— START OF EXCERPTED PASSAGE —

On 12th December the British people will once again vote for who should lead our country and break the Brexit deadlock, which has dominated the headlines for the best part of three years. However, as one of the most unpredictable elections in recent history, it is important for us to cut through the Brexit noise and consider what the main parties are promising on other issues and what a change in government could mean for the private rented sector.
We’ve looked at some of the key issues raised that will impact landlords and tenants: -
The Conservatives will continue to roll out Universal Credit, vowing to “do more to make sure that Universal Credit works for the most vulnerable”.
The party said it will also end the benefit freeze in April. Universal Credit will rise 1.7% in line with inflation and the state pension will increase by 3.9% - making it worth an extra £344 pounds a year - the Department for Work and Pensions has confirmed. They have also pledged to make sure those who cheat the system by committing benefit fraud are punished.

— END OF EXCERPTED PASSAGE —
— START OF GIVEN MATERIAL —

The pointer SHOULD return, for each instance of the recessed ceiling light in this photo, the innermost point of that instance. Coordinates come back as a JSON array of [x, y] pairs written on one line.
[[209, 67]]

— END OF GIVEN MATERIAL —

→ EXERCISE INSTRUCTIONS
**a)** Decide whether each statement agrees with the election article. Answer yes or no, and quote the article's deciding words.
(i) Universal Credit will rise 1.7% in line with inflation.
(ii) The state pension increase will be worth an extra £344 a year.
(iii) The Conservatives plan to stop rolling out Universal Credit.
**b)** Write out the stretch of the election article from "On 12th December" through "private rented sector.", swapping each "Brexit" for "EU exit".
**c)** Answer these questions from the election article.
(i) On what date will the British people vote?
(ii) By what percentage will the state pension increase?
(iii) In what month does the party say it will end the benefit freeze?

→ FINAL ANSWERS
**a)**
(i) Yes: "Universal Credit will rise 1.7% in line with inflation"
(ii) Yes: "making it worth an extra £344 pounds a year"
(iii) No: "The Conservatives will continue to roll out Universal Credit"

**b)**
On 12th December the British people will once again vote for who should lead our country and break the EU exit deadlock, which has dominated the headlines for the best part of three years. However, as one of the most unpredictable elections in recent history, it is important for us to cut through the EU exit noise and consider what the main parties are promising on other issues and what a change in government could mean for the private rented sector.

**c)**
(i) 12th December
(ii) 3.9%
(iii) April